• What is required:
Transcribe every entry that follows, word for word, and omit the images.
-------- Stored data --------
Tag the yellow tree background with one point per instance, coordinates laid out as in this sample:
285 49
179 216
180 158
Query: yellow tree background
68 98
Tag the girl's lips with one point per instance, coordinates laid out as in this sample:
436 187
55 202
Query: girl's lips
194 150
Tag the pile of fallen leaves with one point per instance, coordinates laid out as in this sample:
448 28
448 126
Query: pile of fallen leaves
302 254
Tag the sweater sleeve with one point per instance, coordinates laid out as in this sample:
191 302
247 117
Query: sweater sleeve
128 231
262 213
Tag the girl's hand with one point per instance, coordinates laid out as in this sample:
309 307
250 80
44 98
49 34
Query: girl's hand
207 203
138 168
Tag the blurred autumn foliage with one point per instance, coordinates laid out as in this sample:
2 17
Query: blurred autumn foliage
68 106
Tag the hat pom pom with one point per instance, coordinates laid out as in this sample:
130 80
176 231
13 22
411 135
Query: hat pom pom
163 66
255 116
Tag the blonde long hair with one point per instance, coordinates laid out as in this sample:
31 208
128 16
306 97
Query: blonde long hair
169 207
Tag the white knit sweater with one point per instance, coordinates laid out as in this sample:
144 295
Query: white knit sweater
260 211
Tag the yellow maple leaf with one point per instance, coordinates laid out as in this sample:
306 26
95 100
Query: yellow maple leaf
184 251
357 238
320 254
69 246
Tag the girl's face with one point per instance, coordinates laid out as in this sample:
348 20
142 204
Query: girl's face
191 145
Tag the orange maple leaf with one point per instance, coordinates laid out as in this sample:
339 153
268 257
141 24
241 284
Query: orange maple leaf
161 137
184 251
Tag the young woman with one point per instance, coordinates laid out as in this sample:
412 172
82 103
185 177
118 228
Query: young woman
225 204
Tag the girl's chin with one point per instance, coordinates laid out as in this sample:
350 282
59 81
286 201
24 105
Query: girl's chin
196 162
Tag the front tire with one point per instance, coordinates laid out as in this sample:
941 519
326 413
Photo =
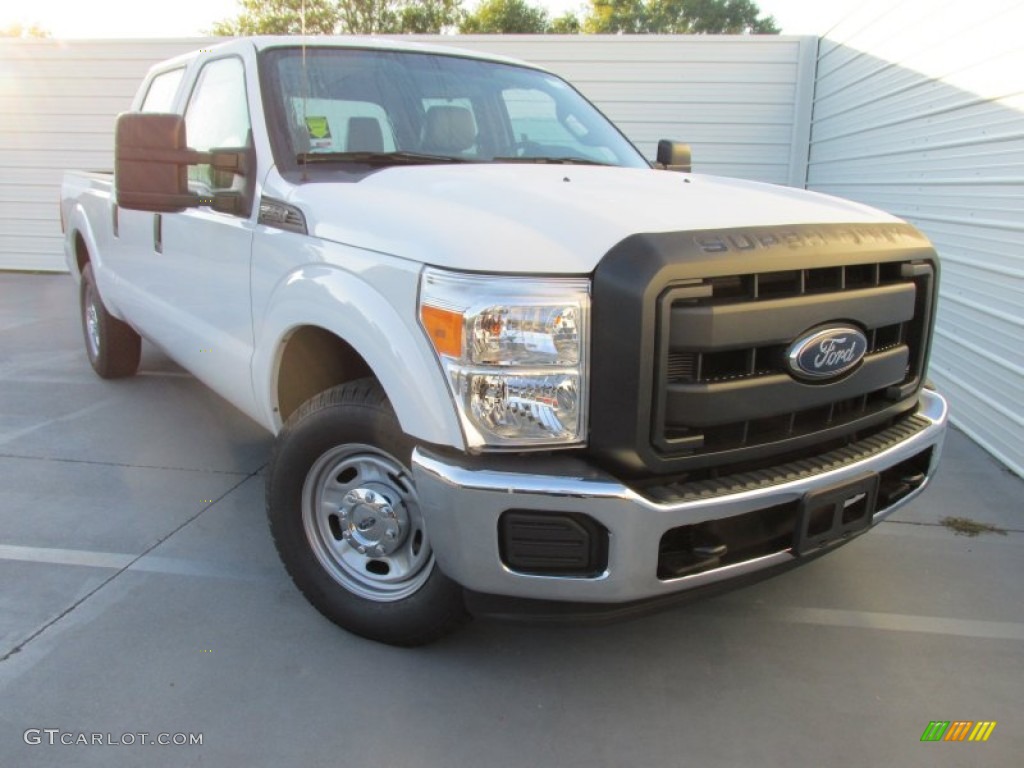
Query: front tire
114 348
346 520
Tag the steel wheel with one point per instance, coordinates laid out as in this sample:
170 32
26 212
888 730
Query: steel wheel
91 321
361 517
113 346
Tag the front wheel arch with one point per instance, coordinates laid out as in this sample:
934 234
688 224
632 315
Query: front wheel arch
346 430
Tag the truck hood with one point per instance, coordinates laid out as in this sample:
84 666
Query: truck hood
545 218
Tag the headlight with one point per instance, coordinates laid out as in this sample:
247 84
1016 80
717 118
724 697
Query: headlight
514 354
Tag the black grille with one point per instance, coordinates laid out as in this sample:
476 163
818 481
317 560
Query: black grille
722 382
692 332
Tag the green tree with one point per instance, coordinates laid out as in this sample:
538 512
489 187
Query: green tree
566 24
678 16
337 16
281 17
508 16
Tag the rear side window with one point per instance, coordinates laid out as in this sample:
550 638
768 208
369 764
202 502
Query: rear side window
160 96
217 116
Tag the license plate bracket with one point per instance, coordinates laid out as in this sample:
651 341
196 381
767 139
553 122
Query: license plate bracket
833 514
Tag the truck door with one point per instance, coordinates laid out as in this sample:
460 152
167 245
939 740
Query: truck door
202 255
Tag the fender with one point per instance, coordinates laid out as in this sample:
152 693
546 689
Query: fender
78 224
391 344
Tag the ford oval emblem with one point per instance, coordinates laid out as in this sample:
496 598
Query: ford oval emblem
826 352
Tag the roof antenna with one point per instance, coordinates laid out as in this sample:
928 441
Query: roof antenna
305 79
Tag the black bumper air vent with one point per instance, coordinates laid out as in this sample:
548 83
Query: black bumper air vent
697 329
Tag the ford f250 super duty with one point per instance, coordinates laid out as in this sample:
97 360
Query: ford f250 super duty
504 355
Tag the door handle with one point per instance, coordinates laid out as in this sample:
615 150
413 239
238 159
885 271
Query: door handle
158 232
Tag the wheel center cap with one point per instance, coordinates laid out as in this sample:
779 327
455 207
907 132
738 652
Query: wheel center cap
370 522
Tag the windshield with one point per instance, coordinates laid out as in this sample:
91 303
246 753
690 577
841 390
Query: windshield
374 107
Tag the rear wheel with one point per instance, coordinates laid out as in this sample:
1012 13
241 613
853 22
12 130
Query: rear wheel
347 523
114 348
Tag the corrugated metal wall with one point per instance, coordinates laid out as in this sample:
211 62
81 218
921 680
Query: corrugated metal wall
919 110
741 102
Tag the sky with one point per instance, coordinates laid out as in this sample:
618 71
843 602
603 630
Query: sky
107 18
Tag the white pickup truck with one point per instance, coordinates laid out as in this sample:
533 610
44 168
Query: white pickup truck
505 356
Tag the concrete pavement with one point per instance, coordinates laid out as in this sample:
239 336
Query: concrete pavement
140 593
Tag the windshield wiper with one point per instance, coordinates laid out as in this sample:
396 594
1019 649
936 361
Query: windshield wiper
376 158
551 161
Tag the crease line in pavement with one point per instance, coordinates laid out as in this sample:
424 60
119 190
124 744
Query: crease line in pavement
17 648
128 466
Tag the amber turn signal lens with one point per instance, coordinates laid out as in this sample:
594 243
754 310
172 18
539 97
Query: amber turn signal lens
444 329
--------
• Output of the exercise:
Tag the yellow tree background with one point per instance, coordinates laid out as in this sample:
285 49
179 216
180 158
Query: yellow tree background
68 98
Tag the girl's lips with one point per instance, coordinates laid out as in this sample:
436 187
55 202
Query: girl's lips
194 150
Tag the pile of fallen leaves with one point per instance, coordinates laid out as in this sample:
448 28
448 126
Query: pile of fallen leaves
302 254
Tag the sweater sleeve with one point per instance, coordinates laid out as in this sample:
191 302
247 117
Query: sweater sleeve
128 231
262 213
Tag the girl's hand with one point per instance, coordinates laid out as in this sample:
309 307
250 80
44 98
49 34
Query: girl's hand
207 203
138 168
Tag the blurred autumn foliage with one point per instance, coordinates laid out as in this sample:
2 17
Query: blurred autumn foliage
68 106
Tag the hat pom pom with one point per instance, coordinates laid out as in this sample:
130 80
176 231
13 22
411 135
Query: hat pom pom
163 66
255 116
Tag the blonde long hair with one point per instance, coordinates laid out as in this sample:
31 208
128 16
306 97
Query: blonde long hair
169 207
Tag the white knit sweater with one point per instance, coordinates laid out as in this sample:
144 295
Query: white knit sweater
260 211
Tag the yellow maple leaf with one point per instance, coordinates laid out as in this sample:
306 26
95 100
Query: yellow maple leaf
184 251
357 238
320 254
69 246
Tag the girl's face with one point per instance, coordinates laid out as in this sample:
348 20
142 204
Query: girl's face
191 145
Tag the orange maple leaf with one point per instance, coordinates laid out as in this sample:
339 153
268 257
141 24
241 284
Query: orange maple leaf
161 137
184 251
Tag the young woman with one point per instance, coordinates laid out as in this sample:
412 172
82 103
185 177
118 228
Query: young woman
225 204
Tag the girl's chin with one point per instance, coordinates laid out as in this sample:
350 282
59 81
286 201
24 105
Query: girl's chin
196 162
Tag the front tire with one point per instance, coordinates laid out as in this sample:
941 519
326 413
Photo =
Query: front tire
114 348
346 520
Tag the steel wheel with one point per instance, coordinates laid out as in this sample:
170 32
26 212
888 730
Query: steel wheel
91 321
361 517
113 346
Tag the front wheel arch with one point per instance, coordinates laid out as in this sample:
934 234
688 224
632 315
Query: front wheel arch
346 430
Tag the truck hood with one point per instance, coordinates laid out as in this sample:
84 666
Query: truck hood
545 218
Tag the headlight with one point per instance, coordinates laid out as in this sample:
247 84
1016 80
717 118
724 697
Query: headlight
514 354
Tag the black grille with one point per instance, coordinates laid out as in this sample:
476 163
818 481
317 560
Query: black grille
722 382
692 332
Tag the green tree with one point per instance, coordinates laid out as in this sample:
538 512
489 187
Query: green tree
566 24
678 16
337 16
281 17
508 16
Tag the rear side window with one point per instance, coordinates laid out as in this sample:
550 638
768 208
369 764
202 502
Query: rear side window
160 96
217 116
Tag the license plate bracket with one point per instance, coordinates laid out as in this sample:
651 341
196 381
767 139
553 122
Query: license plate bracket
833 514
Tag the truck door with one point per instance, coordinates laid out as in this sample:
460 152
167 245
939 740
Query: truck door
202 255
Tag the fender with one point per instance, coordinates laid out as in this sample:
152 693
546 689
Query: fender
78 224
391 344
Tag the ford oval emblem with one point per instance, coordinates laid out as in this sample:
496 598
Query: ford oval emblem
826 352
Tag the roof antenna with one point per instance, coordinates laid out as in this sample:
928 441
Query: roof antenna
305 79
Tag the black bumper air vent with one point per instance, coordinates laid out as in this sample:
548 83
Query: black bumper air vent
697 329
Tag the ford f250 super duty with one point per instance, coordinates laid out as in this sample:
97 360
Query: ford f250 super duty
504 355
Tag the door handle with one point per instance, coordinates laid out as in this sample:
615 150
413 239
238 159
885 271
Query: door handle
158 232
Tag the wheel center cap with one point per instance, coordinates laid out as in this sample:
779 327
455 207
907 132
738 652
Query: wheel center cap
370 522
Tag the windshield with one point per instance, coordinates laid out as in this sample:
91 303
246 753
690 577
841 390
Query: windshield
374 107
Tag the rear wheel with one point per instance, coordinates laid out as in this sample:
1012 13
241 613
853 22
12 130
Query: rear wheel
347 523
114 348
Tag the corrugated metal wall with one point per instance, coordinates laid out as in this sample:
211 62
81 218
921 680
Query: corrugated metal wall
919 110
741 102
Tag the sky with one point per instance, coordinates laid out as in this sample:
618 71
843 602
603 630
Query: sky
107 18
Tag the white pickup truck with one point per instance, coordinates laid out as in this sample:
533 610
44 168
Query: white pickup truck
505 356
Tag the concrete pavement with one point per instance, coordinates laid out as in this sample:
239 336
Query: concrete pavement
140 593
Tag the windshield wiper with one point per instance, coordinates laid out as in this sample:
396 594
1019 649
936 361
Query: windshield wiper
376 158
551 161
Tag the crease line in pavement with one point per instance, coordinates laid out as in this sample:
424 60
119 190
124 744
Query: crease line in pavement
17 648
128 466
Tag the amber turn signal lens with one point per instance, coordinates laid out as in this sample:
594 243
754 310
172 18
539 97
Query: amber turn signal lens
444 329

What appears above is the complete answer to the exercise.